TASK DIRECTIONS =
Show each line in the records below that contains the word "skin". Only a match in the same case counts.

SUPPLIED RECORDS =
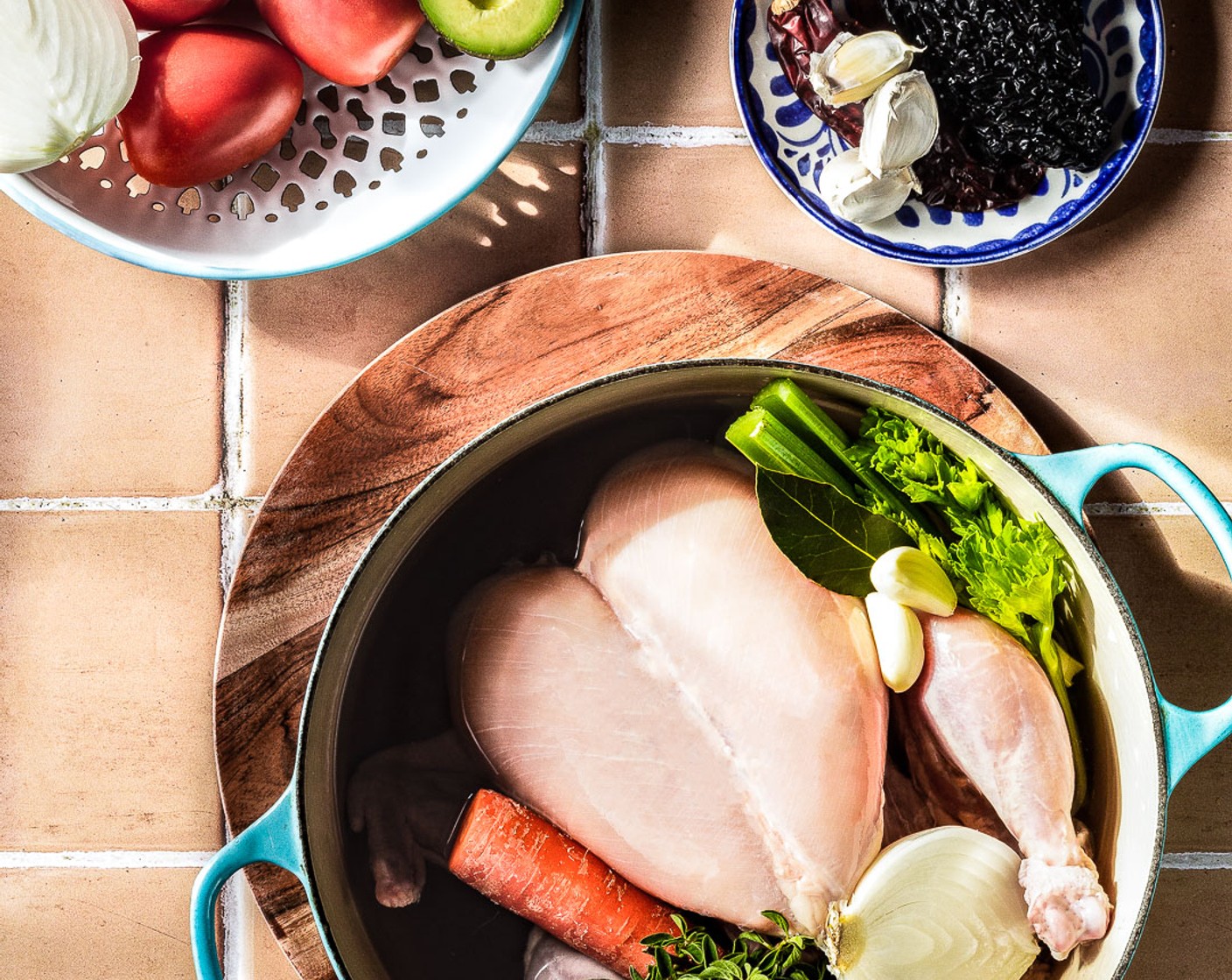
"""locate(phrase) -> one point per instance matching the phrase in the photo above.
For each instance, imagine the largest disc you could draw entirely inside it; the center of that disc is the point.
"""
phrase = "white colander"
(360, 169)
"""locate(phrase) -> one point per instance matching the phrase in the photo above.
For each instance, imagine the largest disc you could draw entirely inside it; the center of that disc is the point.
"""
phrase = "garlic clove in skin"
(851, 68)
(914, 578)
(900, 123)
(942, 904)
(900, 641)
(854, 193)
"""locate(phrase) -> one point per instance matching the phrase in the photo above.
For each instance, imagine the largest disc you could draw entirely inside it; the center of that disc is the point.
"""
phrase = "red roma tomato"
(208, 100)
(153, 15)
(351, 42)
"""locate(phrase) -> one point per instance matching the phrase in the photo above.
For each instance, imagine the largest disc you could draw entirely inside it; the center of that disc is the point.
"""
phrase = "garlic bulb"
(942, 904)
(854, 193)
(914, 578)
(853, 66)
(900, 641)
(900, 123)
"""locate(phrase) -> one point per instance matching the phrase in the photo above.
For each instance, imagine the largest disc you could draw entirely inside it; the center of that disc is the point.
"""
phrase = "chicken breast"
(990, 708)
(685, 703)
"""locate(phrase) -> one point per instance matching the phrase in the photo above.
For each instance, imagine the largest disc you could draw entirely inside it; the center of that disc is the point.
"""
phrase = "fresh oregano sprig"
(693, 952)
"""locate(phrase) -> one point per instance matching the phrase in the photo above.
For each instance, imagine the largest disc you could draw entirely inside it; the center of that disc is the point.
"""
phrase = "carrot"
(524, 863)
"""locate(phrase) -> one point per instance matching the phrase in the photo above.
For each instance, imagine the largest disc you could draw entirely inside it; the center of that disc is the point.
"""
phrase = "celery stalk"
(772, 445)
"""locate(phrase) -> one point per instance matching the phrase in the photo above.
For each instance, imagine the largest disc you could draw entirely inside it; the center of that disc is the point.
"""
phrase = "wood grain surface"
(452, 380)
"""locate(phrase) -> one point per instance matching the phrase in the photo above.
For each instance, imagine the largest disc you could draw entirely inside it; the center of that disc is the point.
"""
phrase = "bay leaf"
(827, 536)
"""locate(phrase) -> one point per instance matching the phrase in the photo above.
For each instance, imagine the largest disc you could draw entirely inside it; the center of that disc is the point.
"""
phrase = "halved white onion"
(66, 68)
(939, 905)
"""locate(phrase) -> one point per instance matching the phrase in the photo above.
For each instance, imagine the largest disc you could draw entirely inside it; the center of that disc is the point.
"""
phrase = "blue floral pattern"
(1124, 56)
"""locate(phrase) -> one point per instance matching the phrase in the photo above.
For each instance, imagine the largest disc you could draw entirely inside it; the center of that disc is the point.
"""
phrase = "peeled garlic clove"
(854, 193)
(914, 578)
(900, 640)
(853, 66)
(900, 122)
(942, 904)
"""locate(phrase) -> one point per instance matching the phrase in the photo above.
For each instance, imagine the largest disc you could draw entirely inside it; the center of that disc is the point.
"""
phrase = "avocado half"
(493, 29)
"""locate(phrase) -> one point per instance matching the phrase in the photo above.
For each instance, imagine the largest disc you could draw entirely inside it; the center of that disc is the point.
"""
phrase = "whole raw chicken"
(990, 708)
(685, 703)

* * *

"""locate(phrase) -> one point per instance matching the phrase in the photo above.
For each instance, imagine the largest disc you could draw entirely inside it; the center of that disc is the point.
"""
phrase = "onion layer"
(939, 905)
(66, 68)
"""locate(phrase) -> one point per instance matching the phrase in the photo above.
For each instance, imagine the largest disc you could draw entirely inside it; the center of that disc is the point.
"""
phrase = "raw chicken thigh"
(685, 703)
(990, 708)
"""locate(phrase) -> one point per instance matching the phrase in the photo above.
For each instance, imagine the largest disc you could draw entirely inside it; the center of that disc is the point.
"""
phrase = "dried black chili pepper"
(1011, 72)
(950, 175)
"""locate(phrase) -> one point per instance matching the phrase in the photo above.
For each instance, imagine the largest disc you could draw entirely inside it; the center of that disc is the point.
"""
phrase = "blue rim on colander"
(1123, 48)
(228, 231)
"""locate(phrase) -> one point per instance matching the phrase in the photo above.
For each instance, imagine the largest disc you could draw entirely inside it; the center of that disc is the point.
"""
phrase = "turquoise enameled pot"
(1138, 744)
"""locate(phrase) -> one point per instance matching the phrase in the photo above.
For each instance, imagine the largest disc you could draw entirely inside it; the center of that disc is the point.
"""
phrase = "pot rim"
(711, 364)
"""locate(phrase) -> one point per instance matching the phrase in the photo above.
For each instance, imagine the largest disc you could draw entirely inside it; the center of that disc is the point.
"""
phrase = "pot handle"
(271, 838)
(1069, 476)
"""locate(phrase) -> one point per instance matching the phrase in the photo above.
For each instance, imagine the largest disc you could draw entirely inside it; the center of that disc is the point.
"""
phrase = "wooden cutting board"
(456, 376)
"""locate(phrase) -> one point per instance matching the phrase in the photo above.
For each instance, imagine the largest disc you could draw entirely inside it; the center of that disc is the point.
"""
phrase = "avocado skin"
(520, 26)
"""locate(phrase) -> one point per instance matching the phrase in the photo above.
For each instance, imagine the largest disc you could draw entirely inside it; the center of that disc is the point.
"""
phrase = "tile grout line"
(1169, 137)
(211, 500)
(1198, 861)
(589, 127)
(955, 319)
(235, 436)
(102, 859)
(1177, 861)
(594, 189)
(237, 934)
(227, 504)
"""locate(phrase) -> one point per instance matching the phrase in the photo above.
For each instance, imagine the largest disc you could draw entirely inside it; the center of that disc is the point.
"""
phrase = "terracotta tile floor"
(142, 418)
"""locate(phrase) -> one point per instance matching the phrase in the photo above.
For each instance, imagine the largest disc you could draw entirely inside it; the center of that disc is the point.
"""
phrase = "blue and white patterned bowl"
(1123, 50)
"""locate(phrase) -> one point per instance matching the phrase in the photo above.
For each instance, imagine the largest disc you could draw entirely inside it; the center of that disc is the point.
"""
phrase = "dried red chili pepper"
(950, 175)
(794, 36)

EXERCISE OUTPUT =
phrase = "garlic clove in skin"
phrase = "avocado skin"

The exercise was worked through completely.